II Die zulässige (§ 66 Abs 1 MarkenG) Beschwerde ist in der Sache nicht begründet. Zu Recht hat die Markenstelle des Patentamtes den Widerspruch zurückgewiesen.

Allerdings scheitert der Widerspruch nicht an der von der Markeninhaberin erhobenen Nichtbenutzungseinrede, da zum Zeitpunkt ihrer Erhebung mit Schriftsatz vom 6. November 2000 die fünfjährige Benutzungsschonfrist der erst am 16. April 1996 eingetragenen Widerspruchsmarke noch nicht abgelaufen war; die somit unzulässige Nichtbenutzungseinrede ist auch nicht durch den zwischenzeitlichen Fristablauf zulässig geworden (Althammer/Ströbele, MarkenG, 6. Aufl, § 43 Rn 23).

Ungeachtet dessen ist der Beschwerde aber der Erfolg zu versagen, da die einander gegenüberstehenden Marken den erforderlichen Abstand einhalten, so daß eine Verwechslungsgefahr im Sinne des § 9 Abs 1 Nr 2 MarkenG nicht besteht.

Für eine erhöhte Kennzeichnungskraft und einen damit einhergehenden erhöhten Schutzumfang der Widerspruchsmarke hat die Widersprechende nichts Relevantes vorgetragen. Ein solcher ist auch nicht gerichtsbekannt, vor allem nicht für die allein hier in Rede stehenden Waren des Bekleidungssektors, zumal auch das allseits für Sportwagen bekannte sogenannte "Ferrari-Pferd" bekanntermaßen nicht in der Form eines bloßen "springenden Pferdes", sondern stets mit einem wappenähnlichen Rahmen und auf dem Ferraritypischen gelben oder roten Untergrund, gegebenenfalls noch ergänzt um den Schriftzug "Ferrari", verwendet wird. Letztlich wird dies aber auf sich beruhen können, da selbst bei einem erhöhten Schutzumfang der Widerspruchsmarke die angegriffene Marke den erforderlichen Abstand noch einhält.

▶ _AUFGEFÜHRTE DATENSÄTZE_
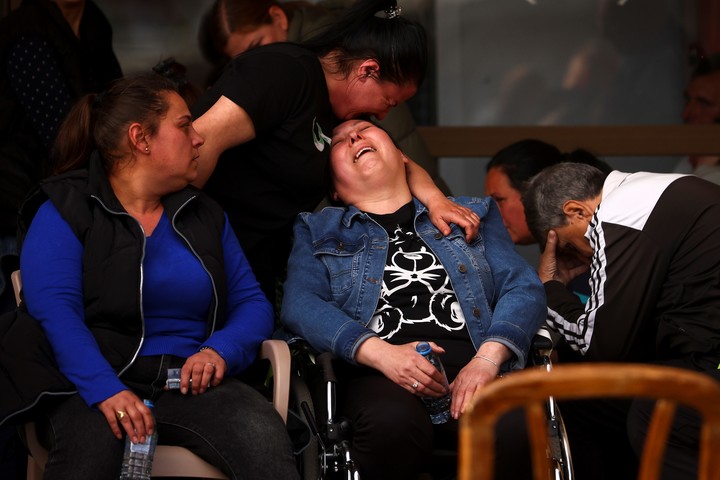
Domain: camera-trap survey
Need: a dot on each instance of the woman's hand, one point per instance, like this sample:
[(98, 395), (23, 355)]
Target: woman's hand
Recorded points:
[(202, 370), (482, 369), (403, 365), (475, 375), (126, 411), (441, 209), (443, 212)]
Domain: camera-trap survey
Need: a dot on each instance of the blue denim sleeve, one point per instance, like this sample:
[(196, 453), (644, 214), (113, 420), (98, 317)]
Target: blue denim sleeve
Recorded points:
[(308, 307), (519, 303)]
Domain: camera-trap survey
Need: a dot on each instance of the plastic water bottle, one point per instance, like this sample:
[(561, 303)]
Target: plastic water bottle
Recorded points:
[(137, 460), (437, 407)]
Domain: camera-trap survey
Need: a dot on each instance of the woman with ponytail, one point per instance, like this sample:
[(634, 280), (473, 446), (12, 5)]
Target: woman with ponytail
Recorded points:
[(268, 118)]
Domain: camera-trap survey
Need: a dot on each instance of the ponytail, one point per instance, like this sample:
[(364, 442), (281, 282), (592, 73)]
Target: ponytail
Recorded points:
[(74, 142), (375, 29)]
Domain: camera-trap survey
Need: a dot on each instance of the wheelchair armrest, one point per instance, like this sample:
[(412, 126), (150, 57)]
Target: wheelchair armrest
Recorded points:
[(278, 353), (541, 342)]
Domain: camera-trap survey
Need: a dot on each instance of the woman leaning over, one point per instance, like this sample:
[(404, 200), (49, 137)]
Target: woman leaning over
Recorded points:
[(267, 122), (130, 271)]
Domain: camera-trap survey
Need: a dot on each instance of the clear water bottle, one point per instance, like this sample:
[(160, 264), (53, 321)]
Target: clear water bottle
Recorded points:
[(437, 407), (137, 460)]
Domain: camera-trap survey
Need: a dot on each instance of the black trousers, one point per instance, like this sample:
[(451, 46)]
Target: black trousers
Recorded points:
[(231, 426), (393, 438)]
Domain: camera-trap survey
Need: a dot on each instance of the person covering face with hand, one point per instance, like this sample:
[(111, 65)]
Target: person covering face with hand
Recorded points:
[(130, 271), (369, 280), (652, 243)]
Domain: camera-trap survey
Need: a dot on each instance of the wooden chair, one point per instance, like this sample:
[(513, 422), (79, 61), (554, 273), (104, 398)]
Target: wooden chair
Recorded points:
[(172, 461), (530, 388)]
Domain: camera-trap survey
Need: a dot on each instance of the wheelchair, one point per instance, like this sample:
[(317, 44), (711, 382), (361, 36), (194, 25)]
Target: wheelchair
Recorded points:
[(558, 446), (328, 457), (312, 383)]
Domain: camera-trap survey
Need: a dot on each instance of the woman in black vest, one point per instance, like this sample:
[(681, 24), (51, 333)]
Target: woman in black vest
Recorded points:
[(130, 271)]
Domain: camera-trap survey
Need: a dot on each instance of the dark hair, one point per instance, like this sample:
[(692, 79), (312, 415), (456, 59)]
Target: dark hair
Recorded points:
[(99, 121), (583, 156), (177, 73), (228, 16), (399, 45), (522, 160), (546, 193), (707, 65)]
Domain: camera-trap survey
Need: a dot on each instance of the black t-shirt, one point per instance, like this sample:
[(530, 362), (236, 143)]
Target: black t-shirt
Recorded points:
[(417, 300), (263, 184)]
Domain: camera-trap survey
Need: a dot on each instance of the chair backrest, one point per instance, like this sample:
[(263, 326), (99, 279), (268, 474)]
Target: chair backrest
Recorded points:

--

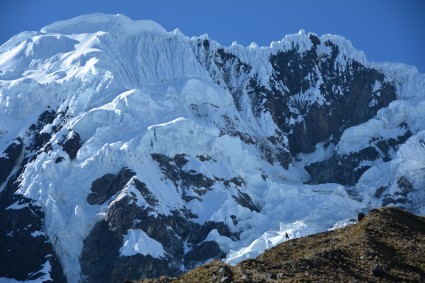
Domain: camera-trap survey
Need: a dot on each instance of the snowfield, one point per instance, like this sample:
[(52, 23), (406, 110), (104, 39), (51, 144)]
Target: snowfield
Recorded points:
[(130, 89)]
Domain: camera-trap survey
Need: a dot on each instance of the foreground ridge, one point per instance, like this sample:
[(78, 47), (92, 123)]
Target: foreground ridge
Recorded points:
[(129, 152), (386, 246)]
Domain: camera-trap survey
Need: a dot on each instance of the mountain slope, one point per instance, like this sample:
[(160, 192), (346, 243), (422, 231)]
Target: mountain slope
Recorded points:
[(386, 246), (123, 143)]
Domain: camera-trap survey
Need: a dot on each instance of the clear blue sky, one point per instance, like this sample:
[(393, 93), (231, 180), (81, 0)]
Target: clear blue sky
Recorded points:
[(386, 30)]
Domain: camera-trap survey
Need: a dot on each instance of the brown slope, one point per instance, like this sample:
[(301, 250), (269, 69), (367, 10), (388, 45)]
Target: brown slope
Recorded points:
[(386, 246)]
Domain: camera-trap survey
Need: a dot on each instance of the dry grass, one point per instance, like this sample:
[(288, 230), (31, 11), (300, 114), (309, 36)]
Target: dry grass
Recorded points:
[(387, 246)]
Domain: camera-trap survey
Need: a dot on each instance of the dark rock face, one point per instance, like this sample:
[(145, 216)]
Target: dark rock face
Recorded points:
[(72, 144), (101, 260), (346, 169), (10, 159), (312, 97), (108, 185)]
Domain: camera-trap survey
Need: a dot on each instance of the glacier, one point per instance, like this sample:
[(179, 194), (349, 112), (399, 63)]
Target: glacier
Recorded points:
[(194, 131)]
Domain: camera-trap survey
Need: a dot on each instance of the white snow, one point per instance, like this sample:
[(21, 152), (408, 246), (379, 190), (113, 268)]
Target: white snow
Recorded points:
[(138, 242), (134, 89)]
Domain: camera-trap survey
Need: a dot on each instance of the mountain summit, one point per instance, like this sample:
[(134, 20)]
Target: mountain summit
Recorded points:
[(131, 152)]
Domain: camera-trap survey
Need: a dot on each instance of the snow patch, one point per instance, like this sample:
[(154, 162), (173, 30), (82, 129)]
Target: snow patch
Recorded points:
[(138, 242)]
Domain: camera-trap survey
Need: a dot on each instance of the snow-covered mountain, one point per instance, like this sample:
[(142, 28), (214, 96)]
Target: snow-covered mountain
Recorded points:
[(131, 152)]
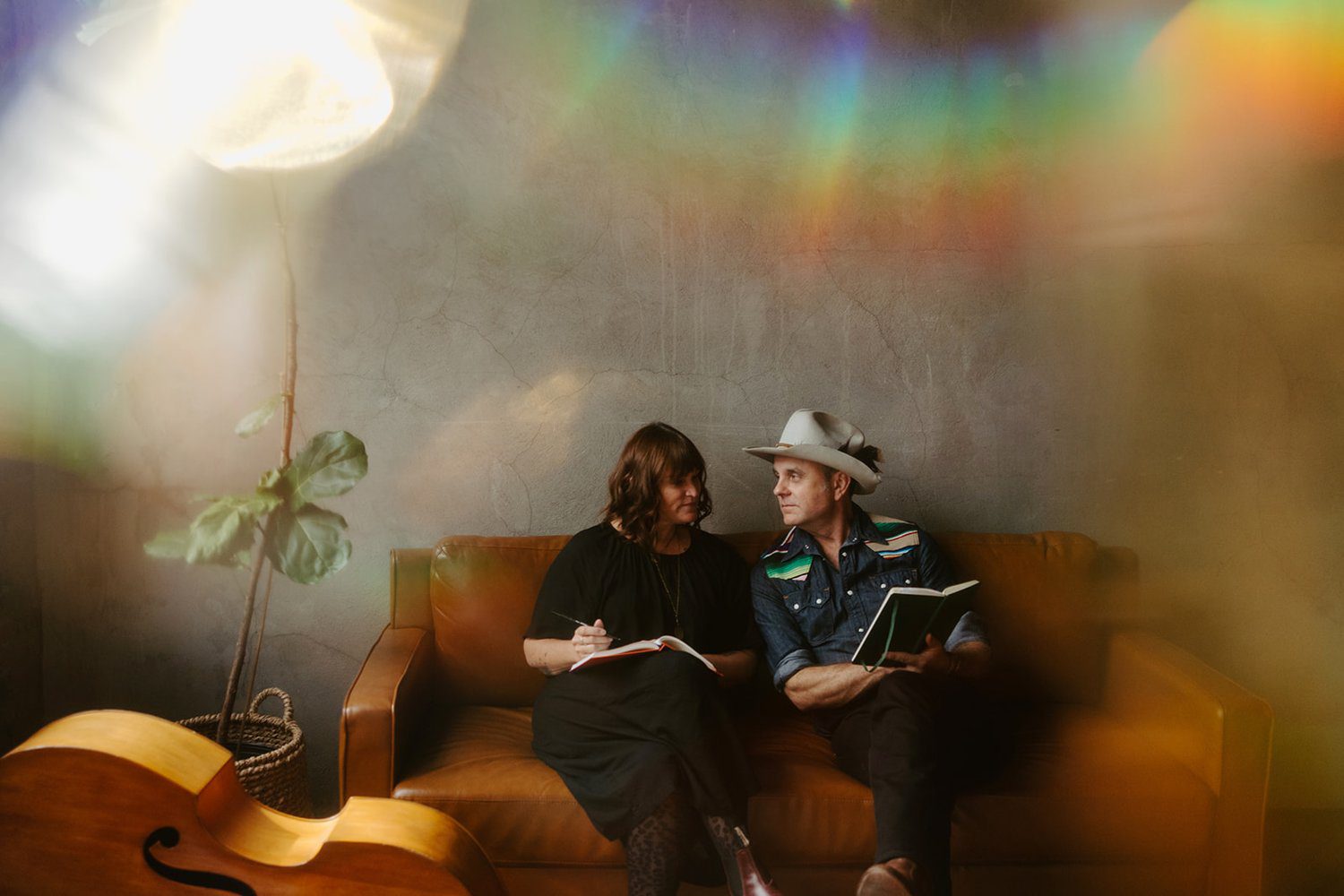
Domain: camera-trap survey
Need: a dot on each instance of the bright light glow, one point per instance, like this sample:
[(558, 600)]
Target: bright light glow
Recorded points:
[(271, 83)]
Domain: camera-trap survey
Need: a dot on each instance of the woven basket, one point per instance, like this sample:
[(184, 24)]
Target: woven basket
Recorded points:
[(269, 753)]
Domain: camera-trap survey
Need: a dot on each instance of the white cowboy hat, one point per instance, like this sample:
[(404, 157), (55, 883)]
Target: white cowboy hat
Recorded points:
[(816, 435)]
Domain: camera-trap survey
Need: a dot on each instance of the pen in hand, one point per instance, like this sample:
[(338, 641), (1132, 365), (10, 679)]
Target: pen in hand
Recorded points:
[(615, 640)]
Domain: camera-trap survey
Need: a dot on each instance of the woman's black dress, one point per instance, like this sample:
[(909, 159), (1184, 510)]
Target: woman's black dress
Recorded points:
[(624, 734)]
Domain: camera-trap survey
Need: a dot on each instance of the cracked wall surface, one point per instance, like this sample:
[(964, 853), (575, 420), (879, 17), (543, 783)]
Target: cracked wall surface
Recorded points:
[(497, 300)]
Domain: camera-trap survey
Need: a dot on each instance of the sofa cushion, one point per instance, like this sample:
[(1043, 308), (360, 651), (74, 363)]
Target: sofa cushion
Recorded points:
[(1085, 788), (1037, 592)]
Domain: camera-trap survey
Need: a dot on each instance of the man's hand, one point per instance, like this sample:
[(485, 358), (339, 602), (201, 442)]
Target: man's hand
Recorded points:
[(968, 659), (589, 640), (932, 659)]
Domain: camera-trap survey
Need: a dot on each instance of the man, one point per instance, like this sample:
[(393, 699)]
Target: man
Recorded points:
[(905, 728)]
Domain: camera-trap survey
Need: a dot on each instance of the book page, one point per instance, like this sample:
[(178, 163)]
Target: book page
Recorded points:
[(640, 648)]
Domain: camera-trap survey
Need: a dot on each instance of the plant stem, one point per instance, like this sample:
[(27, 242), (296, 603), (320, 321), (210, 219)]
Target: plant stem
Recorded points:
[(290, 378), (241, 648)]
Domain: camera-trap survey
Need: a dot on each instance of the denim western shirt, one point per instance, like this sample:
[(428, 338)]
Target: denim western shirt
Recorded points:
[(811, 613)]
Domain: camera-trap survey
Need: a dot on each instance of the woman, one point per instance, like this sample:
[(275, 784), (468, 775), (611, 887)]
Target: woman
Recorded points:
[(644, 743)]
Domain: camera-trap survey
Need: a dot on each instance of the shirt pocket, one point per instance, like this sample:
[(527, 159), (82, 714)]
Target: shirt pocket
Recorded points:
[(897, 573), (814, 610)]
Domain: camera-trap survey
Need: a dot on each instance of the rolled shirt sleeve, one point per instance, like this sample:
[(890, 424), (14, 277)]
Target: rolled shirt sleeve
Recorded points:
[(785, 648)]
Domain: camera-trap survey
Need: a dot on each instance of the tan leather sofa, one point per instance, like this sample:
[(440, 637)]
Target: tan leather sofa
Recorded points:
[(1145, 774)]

...

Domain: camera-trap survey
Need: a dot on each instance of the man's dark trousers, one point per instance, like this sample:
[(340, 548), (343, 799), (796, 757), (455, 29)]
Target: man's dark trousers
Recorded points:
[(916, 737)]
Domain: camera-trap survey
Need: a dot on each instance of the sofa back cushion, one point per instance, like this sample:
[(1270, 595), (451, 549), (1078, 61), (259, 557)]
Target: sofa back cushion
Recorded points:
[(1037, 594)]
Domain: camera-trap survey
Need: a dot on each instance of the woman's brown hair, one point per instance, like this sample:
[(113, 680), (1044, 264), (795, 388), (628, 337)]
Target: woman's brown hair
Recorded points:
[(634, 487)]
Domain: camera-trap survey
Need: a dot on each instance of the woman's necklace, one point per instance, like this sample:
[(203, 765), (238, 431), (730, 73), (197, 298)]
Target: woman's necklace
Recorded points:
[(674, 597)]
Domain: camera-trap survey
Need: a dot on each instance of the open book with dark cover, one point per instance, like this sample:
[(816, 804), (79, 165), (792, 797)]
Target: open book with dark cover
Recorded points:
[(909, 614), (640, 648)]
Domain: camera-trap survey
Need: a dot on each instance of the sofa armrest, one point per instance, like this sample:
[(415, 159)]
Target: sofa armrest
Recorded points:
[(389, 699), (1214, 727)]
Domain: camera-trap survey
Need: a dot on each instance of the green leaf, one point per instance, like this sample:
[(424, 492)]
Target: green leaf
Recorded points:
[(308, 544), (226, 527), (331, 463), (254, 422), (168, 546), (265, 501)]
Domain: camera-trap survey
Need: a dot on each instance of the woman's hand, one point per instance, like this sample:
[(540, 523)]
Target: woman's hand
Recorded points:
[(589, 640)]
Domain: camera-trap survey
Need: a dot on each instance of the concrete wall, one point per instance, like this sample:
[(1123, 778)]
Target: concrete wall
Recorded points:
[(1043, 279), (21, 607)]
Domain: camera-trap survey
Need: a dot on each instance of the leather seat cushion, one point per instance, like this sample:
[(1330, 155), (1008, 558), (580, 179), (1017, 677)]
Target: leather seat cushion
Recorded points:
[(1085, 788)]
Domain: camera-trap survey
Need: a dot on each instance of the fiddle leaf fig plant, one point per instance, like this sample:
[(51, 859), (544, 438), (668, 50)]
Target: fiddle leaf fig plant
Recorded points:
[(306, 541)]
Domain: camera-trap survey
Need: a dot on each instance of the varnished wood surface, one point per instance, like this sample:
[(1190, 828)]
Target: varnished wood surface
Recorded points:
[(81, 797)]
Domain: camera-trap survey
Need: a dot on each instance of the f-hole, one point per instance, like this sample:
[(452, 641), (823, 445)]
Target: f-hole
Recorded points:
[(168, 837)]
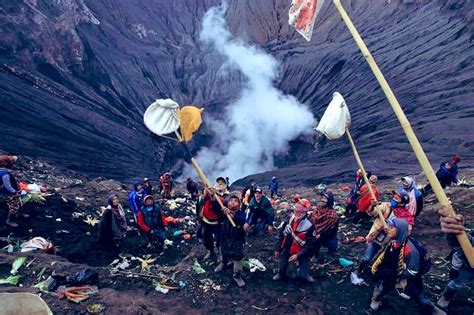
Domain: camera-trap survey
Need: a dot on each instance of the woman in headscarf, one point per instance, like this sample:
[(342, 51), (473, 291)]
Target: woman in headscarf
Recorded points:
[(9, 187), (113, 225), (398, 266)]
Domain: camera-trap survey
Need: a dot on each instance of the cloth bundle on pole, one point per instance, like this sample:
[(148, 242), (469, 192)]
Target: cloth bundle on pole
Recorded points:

▶ _KURZE ÜBUNG_
Nennen Sie sämtliche Ausdrücke, die im vorliegenden Text in Anführungszeichen stehen.

▶ _LÖSUNG_
"Ferrari-Pferd", "springenden Pferdes", "Ferrari"